[Dataset entries]
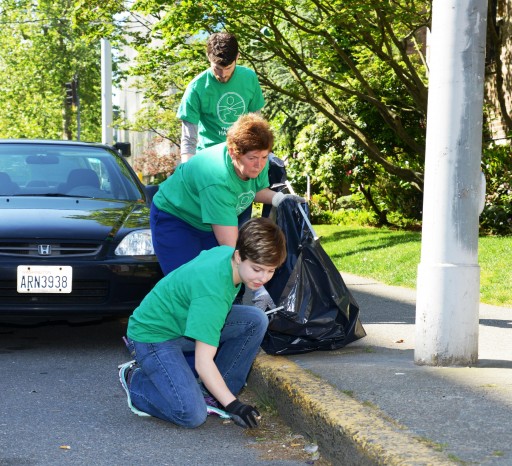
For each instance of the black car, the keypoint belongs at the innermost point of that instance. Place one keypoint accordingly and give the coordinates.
(74, 231)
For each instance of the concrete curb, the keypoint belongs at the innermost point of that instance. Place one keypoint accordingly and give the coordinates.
(347, 432)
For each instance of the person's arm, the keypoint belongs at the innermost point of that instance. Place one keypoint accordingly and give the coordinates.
(267, 196)
(210, 375)
(188, 140)
(225, 235)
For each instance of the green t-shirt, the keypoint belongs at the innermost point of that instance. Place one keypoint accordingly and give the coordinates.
(206, 190)
(192, 301)
(214, 106)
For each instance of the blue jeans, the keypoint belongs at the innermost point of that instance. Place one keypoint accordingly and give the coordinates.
(165, 386)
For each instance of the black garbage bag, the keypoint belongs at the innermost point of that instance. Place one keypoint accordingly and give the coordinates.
(318, 311)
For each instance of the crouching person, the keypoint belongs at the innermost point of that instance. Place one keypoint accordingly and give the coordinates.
(191, 310)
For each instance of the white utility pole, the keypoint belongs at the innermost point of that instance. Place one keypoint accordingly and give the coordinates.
(107, 132)
(448, 291)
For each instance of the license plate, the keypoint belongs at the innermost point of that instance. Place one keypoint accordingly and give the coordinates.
(45, 278)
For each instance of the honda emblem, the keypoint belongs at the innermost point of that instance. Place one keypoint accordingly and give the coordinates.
(44, 250)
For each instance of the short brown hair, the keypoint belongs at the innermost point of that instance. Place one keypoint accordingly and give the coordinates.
(222, 48)
(250, 132)
(261, 241)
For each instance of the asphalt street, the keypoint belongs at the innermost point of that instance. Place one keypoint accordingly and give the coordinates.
(62, 404)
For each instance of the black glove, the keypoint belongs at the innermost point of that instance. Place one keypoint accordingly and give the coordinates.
(280, 197)
(243, 415)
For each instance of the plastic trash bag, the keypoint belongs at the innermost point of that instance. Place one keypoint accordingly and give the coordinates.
(318, 311)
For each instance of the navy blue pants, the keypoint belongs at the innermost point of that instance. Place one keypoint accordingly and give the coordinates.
(176, 242)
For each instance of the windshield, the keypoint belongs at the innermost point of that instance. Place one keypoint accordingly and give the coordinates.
(54, 169)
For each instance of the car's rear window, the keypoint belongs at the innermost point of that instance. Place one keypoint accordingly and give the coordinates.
(46, 169)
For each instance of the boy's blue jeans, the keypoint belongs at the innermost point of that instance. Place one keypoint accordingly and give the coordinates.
(165, 386)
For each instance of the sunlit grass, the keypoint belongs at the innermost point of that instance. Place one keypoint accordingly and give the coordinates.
(392, 257)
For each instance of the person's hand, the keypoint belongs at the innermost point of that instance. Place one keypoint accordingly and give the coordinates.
(243, 415)
(280, 197)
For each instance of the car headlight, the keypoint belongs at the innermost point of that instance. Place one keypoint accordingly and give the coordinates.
(136, 243)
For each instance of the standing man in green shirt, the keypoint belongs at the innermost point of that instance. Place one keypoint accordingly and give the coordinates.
(217, 97)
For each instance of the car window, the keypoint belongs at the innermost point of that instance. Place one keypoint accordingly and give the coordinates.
(46, 169)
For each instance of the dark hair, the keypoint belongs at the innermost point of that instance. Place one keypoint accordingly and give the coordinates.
(250, 132)
(222, 48)
(261, 241)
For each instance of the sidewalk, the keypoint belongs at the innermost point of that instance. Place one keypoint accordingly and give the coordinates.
(368, 403)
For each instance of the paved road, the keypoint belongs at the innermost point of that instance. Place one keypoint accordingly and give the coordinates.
(59, 388)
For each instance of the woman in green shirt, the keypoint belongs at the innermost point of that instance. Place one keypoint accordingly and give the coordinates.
(197, 207)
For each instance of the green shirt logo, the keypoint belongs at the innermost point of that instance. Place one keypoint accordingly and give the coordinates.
(229, 107)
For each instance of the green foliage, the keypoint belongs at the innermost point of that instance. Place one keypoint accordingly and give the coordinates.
(40, 51)
(496, 217)
(392, 257)
(341, 68)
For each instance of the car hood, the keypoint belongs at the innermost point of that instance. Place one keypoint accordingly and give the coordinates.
(70, 218)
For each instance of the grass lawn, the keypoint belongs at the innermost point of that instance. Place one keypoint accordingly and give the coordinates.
(392, 257)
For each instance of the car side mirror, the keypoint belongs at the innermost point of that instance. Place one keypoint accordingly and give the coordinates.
(151, 190)
(124, 148)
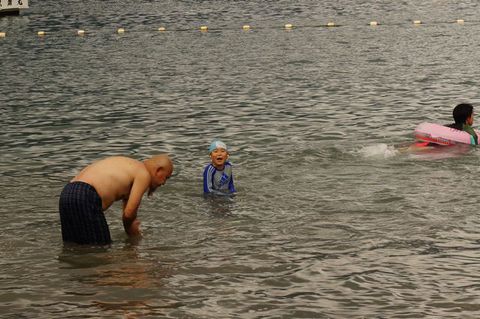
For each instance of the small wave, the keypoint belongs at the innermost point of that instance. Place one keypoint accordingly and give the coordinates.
(379, 151)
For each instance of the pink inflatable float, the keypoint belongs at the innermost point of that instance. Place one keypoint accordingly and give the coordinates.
(442, 135)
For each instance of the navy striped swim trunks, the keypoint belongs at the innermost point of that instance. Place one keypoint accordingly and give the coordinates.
(81, 215)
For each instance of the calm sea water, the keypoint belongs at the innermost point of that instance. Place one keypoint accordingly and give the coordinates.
(332, 218)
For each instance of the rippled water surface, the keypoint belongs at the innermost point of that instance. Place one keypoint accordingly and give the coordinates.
(333, 219)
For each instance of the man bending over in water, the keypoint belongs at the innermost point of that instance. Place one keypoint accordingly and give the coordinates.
(85, 198)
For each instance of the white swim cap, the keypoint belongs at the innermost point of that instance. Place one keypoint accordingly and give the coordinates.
(217, 144)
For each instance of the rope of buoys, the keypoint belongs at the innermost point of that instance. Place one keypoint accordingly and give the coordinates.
(247, 27)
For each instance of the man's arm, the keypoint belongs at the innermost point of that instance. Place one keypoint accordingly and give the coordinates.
(208, 179)
(139, 187)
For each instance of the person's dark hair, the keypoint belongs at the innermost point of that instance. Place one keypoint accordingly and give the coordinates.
(460, 114)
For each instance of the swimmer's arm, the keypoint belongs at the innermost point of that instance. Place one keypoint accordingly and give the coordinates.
(231, 186)
(208, 179)
(139, 187)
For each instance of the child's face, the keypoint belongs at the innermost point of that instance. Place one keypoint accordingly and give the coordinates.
(470, 120)
(219, 156)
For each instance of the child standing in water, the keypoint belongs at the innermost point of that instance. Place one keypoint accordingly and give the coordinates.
(218, 176)
(463, 116)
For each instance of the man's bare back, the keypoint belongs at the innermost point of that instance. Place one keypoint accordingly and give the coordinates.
(113, 177)
(108, 180)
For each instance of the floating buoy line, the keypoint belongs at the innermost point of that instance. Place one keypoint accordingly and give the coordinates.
(246, 27)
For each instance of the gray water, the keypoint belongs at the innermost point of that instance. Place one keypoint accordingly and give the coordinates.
(331, 220)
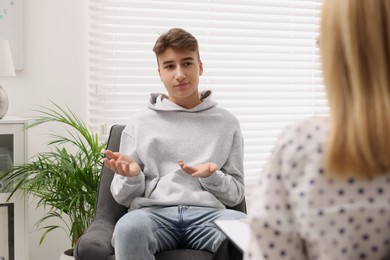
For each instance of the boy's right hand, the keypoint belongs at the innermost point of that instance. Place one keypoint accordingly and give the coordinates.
(121, 164)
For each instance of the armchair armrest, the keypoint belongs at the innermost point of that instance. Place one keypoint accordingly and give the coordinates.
(95, 243)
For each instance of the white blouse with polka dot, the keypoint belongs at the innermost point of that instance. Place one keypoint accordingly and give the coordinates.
(298, 213)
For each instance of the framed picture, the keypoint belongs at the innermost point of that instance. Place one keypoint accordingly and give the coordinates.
(11, 28)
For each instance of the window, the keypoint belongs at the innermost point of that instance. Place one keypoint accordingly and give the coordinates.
(260, 59)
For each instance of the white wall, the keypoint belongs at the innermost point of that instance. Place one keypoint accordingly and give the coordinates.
(54, 69)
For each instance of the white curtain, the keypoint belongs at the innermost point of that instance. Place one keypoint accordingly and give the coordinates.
(260, 59)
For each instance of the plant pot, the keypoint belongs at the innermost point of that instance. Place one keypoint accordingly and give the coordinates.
(67, 255)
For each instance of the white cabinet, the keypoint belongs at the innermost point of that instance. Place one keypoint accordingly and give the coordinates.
(13, 221)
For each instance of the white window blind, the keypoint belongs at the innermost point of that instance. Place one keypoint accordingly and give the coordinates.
(260, 59)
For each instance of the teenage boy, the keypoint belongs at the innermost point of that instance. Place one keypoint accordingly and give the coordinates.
(180, 161)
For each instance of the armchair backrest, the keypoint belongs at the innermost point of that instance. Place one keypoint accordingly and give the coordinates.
(106, 205)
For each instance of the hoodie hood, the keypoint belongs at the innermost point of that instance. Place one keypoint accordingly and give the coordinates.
(161, 102)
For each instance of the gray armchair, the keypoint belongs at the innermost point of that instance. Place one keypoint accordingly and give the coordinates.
(95, 244)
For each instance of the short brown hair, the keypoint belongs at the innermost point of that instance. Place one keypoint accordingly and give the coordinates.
(178, 39)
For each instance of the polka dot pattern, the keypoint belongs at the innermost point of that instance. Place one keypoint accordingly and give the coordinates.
(299, 213)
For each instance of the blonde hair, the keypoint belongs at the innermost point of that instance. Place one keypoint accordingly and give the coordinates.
(355, 50)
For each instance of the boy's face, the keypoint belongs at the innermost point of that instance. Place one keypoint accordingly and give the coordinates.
(179, 71)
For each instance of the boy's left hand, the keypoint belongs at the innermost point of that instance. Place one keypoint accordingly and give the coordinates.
(201, 170)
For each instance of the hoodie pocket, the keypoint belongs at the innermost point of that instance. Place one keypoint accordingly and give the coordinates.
(151, 187)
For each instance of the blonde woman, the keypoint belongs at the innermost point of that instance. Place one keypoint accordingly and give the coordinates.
(324, 193)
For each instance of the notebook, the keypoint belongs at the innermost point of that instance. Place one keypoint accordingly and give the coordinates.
(237, 231)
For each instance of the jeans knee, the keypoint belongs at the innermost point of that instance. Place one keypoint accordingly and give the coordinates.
(133, 227)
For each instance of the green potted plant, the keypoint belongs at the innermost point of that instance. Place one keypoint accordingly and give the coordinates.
(64, 178)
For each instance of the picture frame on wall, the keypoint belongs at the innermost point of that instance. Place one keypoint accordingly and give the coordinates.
(11, 28)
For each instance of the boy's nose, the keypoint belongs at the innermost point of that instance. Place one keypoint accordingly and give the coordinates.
(179, 74)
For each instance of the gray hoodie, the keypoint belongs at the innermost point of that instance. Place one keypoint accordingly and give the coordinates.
(158, 136)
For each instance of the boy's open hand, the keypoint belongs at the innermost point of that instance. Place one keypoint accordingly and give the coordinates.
(201, 170)
(121, 164)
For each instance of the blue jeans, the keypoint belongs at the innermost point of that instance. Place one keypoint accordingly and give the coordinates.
(140, 233)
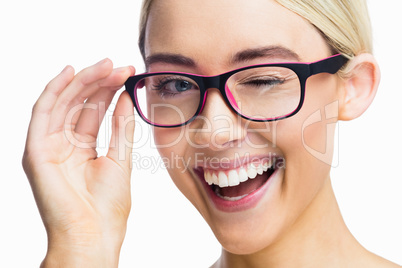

● The exercise
Pick out every line above that contains the word "plant", and copy each one.

● Full response
For each instance of the plant pot, the keypoint belongs at the innermost point of that instance. Place one keypoint accordingly and give the coordinates.
For each instance of the green potted plant, the keypoint belongs at the innermost point of that instance. Place one keypoint accordingly and give the coordinates.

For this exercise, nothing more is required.